(Work instructions):
1) Please copy the Paris Agreement article below word for word, everything from "First, recall that" down to "be strictly voluntary.".
2) Go on with the Paris Agreement article below, picking up after its last sentence.

(Document excerpt):
((
By Brian Tokar - System Change not Climate Change, April 29, 2017
Just over a year ago, diplomats from around the world were celebrating the final ratification of the December 2016 Paris Agreement, proclaimed to be the first globally inclusive step toward a meaningful climate solution. The agreement was praised as one of President Obama’s signature accomplishments and as a triumph of his “soft power” approach to world affairs. But even then, long before Donald Trump and his coterie of plutocrats and neofascists rose to power pledging to withdraw from the agreement, there were far more questions than answers.
First, recall that the Paris Agreement was based entirely on countries voluntarily submitting plans outlining their proposed “contributions” to a climate solution. This was the outcome of Obama and Hillary Clinton’s interventions at the ill-fated 2009 Copenhagen climate summit, where the US delegation made it clear that it would never agree to mandatory, legally binding limits on global warming pollution. While most global South representatives at successive UN summits sought to preserve that central aspect of the 1997 Kyoto Protocol, rich countries united during the years between Copenhagen and Paris behind the notion that climate measures should be strictly voluntary.
Secondly, the Paris Agreement contained no means of enforcement whatsoever. While the text was abundant with words like “clarity,” “transparency,” “integrity,” “consistency,” and “ambition,” there’s literally nothing to assure that such aspirations can be realized. The only official body focused on implementation and compliance is mandated to be “transparent, non-adversarial and non-punitive.” Countries are urged to renew their proposals every few years, with a stated hope that the various “Nationally-Determined Contributions” to climate mitigation will become stronger over time. But if a President Trump or a potential President Le Pen chooses to do the opposite, there’s nothing but vague diplomatic peer pressure standing in the way.
))
(Extracted data):
((
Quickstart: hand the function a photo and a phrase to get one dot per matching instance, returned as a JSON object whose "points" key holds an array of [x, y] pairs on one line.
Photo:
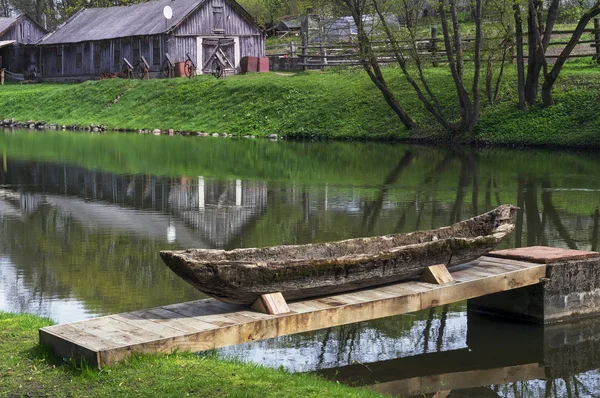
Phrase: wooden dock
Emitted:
{"points": [[207, 324]]}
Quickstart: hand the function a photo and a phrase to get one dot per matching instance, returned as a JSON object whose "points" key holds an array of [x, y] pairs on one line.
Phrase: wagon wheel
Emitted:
{"points": [[217, 68], [140, 71], [189, 68], [164, 69]]}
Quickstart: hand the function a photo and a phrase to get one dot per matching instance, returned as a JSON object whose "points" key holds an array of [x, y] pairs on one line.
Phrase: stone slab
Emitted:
{"points": [[543, 254]]}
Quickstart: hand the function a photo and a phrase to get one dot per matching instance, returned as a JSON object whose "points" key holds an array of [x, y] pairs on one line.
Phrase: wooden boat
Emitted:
{"points": [[300, 271]]}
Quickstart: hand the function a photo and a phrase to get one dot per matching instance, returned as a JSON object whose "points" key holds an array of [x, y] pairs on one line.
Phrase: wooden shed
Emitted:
{"points": [[18, 35], [95, 40]]}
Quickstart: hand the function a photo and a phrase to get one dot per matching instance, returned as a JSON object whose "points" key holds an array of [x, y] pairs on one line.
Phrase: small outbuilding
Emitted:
{"points": [[18, 35], [95, 41]]}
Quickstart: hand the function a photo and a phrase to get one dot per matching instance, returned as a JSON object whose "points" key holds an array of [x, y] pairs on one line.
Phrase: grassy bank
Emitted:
{"points": [[30, 371], [335, 104]]}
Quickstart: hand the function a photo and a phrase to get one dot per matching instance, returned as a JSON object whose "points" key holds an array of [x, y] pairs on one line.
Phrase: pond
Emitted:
{"points": [[83, 217]]}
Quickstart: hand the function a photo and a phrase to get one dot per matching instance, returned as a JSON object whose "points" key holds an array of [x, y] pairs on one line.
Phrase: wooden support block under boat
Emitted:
{"points": [[241, 276], [437, 274], [272, 303]]}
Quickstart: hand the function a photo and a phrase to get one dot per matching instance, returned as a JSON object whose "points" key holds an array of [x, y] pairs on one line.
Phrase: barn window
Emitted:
{"points": [[59, 60], [97, 54], [156, 51], [117, 53], [78, 56], [219, 23], [136, 50]]}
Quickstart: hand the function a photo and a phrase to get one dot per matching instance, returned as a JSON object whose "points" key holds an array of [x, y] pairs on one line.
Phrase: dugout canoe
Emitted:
{"points": [[300, 271]]}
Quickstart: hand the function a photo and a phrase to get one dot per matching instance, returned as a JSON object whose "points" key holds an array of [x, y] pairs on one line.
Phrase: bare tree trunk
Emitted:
{"points": [[474, 119], [520, 59], [533, 67], [564, 55], [463, 96], [371, 65]]}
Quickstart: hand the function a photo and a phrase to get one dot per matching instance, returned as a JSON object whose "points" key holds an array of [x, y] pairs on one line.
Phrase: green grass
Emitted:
{"points": [[340, 104], [28, 370]]}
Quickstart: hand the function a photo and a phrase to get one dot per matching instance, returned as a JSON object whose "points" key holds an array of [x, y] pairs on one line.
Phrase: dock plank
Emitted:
{"points": [[206, 324]]}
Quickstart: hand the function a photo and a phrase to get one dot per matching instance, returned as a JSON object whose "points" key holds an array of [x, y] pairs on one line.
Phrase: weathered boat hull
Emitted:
{"points": [[301, 271]]}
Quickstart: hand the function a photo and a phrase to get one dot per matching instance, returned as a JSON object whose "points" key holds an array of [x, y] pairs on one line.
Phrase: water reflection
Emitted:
{"points": [[82, 239]]}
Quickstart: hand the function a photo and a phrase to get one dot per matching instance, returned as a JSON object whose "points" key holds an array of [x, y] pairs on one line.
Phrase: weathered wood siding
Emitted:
{"points": [[24, 31], [111, 54], [202, 23], [18, 57], [183, 40]]}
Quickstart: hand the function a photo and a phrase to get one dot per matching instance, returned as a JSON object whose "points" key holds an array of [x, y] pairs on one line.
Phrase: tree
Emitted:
{"points": [[538, 39], [468, 98], [368, 59]]}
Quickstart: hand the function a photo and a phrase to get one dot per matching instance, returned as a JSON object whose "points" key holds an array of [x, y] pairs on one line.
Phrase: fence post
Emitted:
{"points": [[304, 51], [433, 45], [304, 30], [597, 38]]}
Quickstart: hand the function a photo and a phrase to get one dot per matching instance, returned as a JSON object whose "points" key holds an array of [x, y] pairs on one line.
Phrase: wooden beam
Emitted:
{"points": [[207, 324]]}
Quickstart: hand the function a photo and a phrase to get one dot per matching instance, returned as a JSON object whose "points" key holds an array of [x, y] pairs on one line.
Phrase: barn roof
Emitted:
{"points": [[140, 19], [6, 23]]}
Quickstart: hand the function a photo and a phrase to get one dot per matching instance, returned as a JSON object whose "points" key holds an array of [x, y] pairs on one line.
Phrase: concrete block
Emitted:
{"points": [[570, 290]]}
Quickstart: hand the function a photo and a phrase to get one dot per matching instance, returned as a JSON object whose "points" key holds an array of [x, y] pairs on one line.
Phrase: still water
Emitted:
{"points": [[83, 217]]}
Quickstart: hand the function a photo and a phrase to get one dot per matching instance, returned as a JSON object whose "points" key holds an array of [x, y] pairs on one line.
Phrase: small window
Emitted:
{"points": [[97, 54], [156, 51], [59, 60], [219, 24], [136, 50], [117, 54], [79, 57]]}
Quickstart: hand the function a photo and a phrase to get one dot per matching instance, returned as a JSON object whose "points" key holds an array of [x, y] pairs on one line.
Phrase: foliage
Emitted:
{"points": [[27, 369], [313, 105]]}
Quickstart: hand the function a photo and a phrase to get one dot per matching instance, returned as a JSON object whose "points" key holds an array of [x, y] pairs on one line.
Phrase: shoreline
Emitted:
{"points": [[434, 142]]}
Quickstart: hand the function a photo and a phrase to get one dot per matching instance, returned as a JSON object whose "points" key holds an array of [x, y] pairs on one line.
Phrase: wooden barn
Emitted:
{"points": [[18, 35], [95, 40]]}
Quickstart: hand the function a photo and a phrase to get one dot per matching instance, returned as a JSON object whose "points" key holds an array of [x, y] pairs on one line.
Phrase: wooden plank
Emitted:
{"points": [[172, 320], [271, 303], [98, 327], [141, 323], [544, 254], [437, 274], [207, 324]]}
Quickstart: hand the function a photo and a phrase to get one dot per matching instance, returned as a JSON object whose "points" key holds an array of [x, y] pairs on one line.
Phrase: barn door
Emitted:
{"points": [[218, 51]]}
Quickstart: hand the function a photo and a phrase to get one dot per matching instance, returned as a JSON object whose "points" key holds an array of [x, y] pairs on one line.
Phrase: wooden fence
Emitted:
{"points": [[305, 56]]}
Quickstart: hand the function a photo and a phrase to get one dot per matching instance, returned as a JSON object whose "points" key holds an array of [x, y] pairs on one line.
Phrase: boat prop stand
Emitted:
{"points": [[271, 303], [437, 274]]}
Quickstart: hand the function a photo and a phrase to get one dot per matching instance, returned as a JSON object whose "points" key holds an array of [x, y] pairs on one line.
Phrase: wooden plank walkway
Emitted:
{"points": [[207, 324]]}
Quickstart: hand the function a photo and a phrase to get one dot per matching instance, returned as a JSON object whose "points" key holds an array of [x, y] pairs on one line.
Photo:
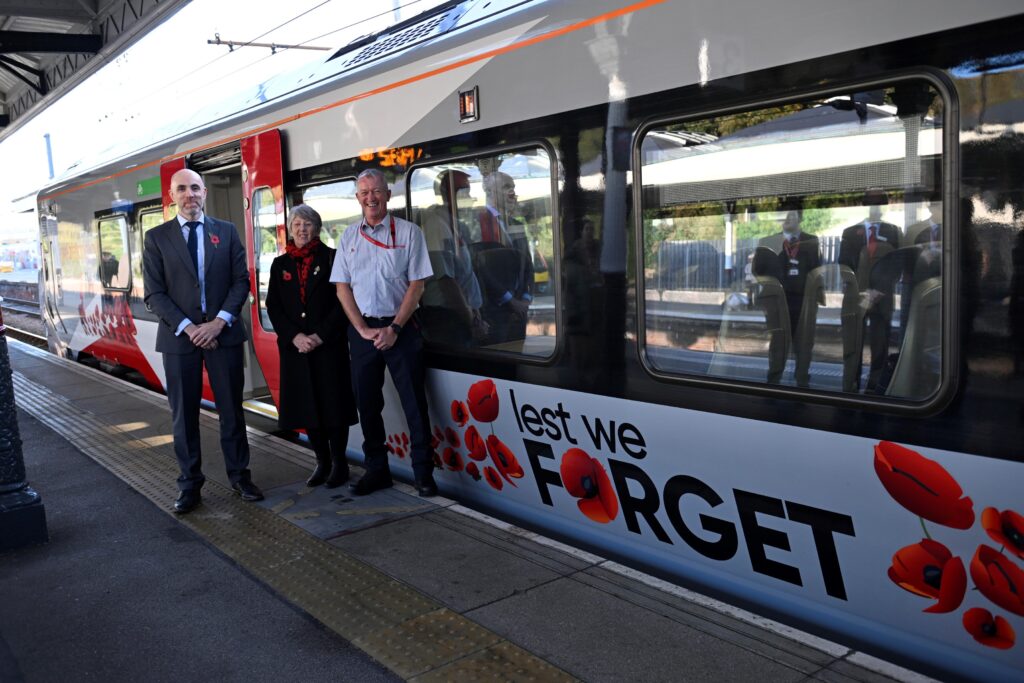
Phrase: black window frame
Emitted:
{"points": [[949, 369]]}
))
(Responses):
1)
First, recall that the Paris Agreement was based entirely on countries voluntarily submitting plans outlining their proposed “contributions” to a climate solution. This was the outcome of Obama and Hillary Clinton’s interventions at the ill-fated 2009 Copenhagen climate summit, where the US delegation made it clear that it would never agree to mandatory, legally binding limits on global warming pollution. While most global South representatives at successive UN summits sought to preserve that central aspect of the 1997 Kyoto Protocol, rich countries united during the years between Copenhagen and Paris behind the notion that climate measures should be strictly voluntary.

2)
Third, the various plans submitted prior to Paris fell far short of what is needed to prevent catastrophic destabilization of the earth’s climate systems. Various assessments of the plans that countries brought to Paris suggested an outcome approaching 3.5 degrees Celsius (6.3°F) of warming above pre-industrial levels by 2100, far short of the stated goal of a maximum of 2 degrees, much less the aspirational goal of only 1.5 degrees that was demanded by delegates from Africa, small island nations, and elsewhere. We know, however, that at the current level of just over 1 degree Celsius (1.8°F) in average temperature rise, we are experiencing uniquely unstable weather, Arctic ice is disappearing, and catastrophic storms, wildfires, droughts and floods are disproportionately impacting the world’s most vulnerable peoples. Two degrees is very far from a “safe” level of average warming; it is far more likely to be the 50-50 point at which the climate may or may not rapidly shift into a thoroughly chaotic and unpredictable state.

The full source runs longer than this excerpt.